| STATED PROBLEM |
Reproduce every line of the rows below without changing anything.
# Start of RECORDS SHOWN
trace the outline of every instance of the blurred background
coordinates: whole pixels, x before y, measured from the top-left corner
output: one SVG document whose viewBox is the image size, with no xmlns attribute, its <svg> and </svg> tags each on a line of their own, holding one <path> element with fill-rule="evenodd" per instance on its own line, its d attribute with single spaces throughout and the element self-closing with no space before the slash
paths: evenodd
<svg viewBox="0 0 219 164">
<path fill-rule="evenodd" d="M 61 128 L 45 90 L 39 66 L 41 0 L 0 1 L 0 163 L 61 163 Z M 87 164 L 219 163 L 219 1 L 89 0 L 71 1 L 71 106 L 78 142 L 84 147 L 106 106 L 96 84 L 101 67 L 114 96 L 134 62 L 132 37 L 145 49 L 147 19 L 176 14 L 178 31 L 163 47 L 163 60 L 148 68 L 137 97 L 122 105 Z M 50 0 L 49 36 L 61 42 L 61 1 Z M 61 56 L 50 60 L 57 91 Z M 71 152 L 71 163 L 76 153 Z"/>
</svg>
# End of RECORDS SHOWN
| RESPONSE TO THE EXERCISE |
trace the outline of every instance of the blurred background
coordinates: whole pixels, x before y, measured from the top-left corner
output: one SVG document whose viewBox is the image size, with no xmlns attribute, its <svg> and </svg> tags each on a line of their own, holding one <path> element with fill-rule="evenodd" per instance on its own line, its d attribute with single spaces throughout and the element self-closing with no space before the slash
paths: evenodd
<svg viewBox="0 0 219 164">
<path fill-rule="evenodd" d="M 61 128 L 45 90 L 39 66 L 41 0 L 0 1 L 0 163 L 61 163 Z M 87 164 L 219 163 L 219 1 L 89 0 L 71 1 L 71 106 L 78 142 L 84 147 L 106 106 L 96 84 L 101 67 L 114 96 L 134 62 L 132 37 L 145 49 L 147 19 L 176 14 L 178 31 L 163 47 L 163 60 L 148 68 L 137 97 L 122 105 Z M 50 0 L 49 36 L 61 42 L 61 1 Z M 61 56 L 50 60 L 57 91 Z M 71 152 L 71 163 L 76 153 Z"/>
</svg>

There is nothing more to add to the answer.